++++ The input ++++
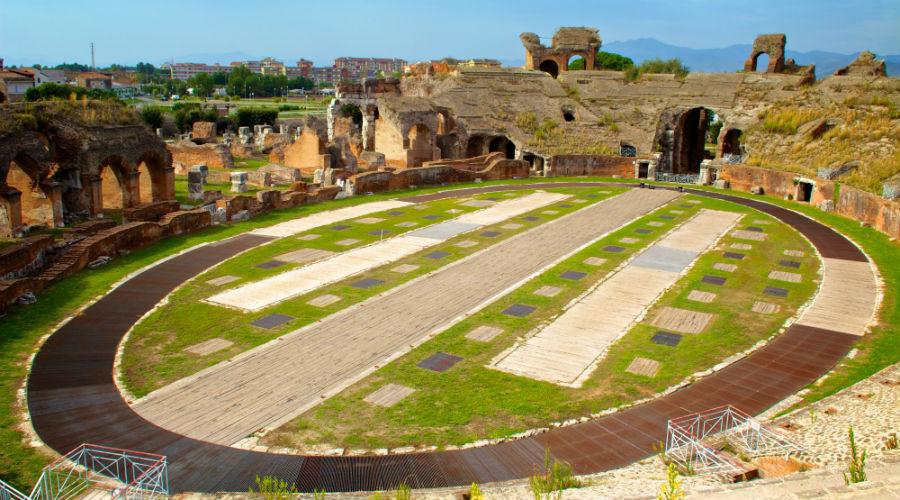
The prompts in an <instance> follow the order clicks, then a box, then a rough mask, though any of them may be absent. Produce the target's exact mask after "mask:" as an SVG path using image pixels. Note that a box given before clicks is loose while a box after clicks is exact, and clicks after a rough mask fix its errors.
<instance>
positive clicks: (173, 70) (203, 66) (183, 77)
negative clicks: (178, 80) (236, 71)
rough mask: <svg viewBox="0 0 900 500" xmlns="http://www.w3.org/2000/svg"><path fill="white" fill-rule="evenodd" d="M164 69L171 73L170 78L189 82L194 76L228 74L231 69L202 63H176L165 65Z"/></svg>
++++
What the task requires: Pictures are to be left out; everything else in the entries is reproduced verbatim.

Response to this task:
The prompts in an <instance> follow the order clicks, then a box, then a rough mask, though any of them may be absent. Produce the target's exact mask after "mask:" as an SVG path using image pixels. Note that a box given before clicks is loose while a box after clicks is exact, and clicks after a rough mask fix its errors.
<instance>
positive clicks: (173, 70) (203, 66) (183, 77)
negative clicks: (178, 80) (236, 71)
rough mask: <svg viewBox="0 0 900 500" xmlns="http://www.w3.org/2000/svg"><path fill="white" fill-rule="evenodd" d="M164 69L171 73L170 78L189 82L194 76L228 74L231 69L202 63H176L165 65Z"/></svg>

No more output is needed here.